Directions ▸
From top to bottom, return the listing exactly as it appears, omitting its images.

Given data ▸

┄┄┄┄┄┄┄┄┄┄

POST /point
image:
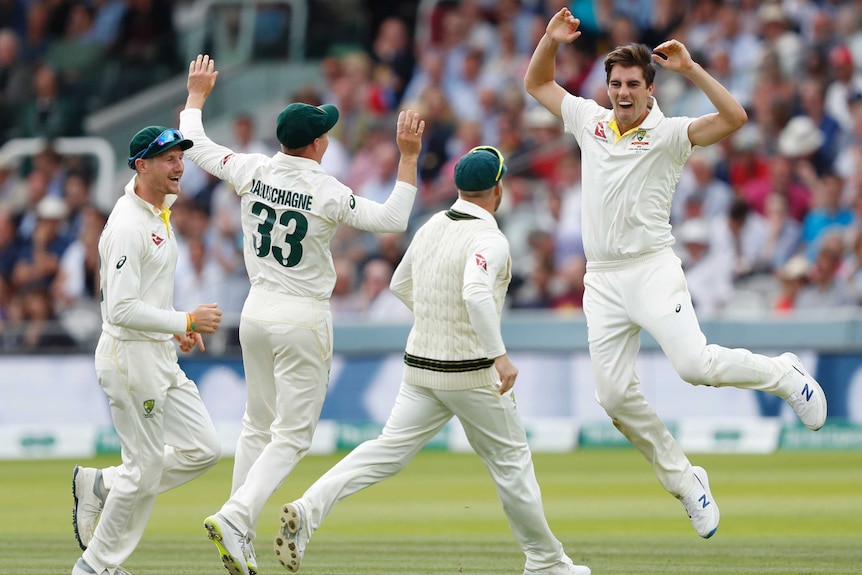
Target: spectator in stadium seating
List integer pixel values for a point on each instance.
(39, 259)
(391, 48)
(792, 276)
(778, 35)
(846, 81)
(827, 215)
(9, 246)
(826, 288)
(36, 38)
(76, 194)
(697, 181)
(781, 179)
(75, 290)
(41, 332)
(783, 236)
(744, 159)
(812, 96)
(245, 139)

┄┄┄┄┄┄┄┄┄┄

Task answer ▸
POST /point
image:
Target: spectator in stadium seating
List integer pixel values for a point on each instance.
(39, 259)
(391, 48)
(792, 276)
(778, 35)
(846, 81)
(827, 215)
(9, 246)
(826, 288)
(36, 38)
(76, 194)
(697, 181)
(781, 179)
(75, 290)
(41, 332)
(783, 236)
(744, 159)
(812, 96)
(245, 139)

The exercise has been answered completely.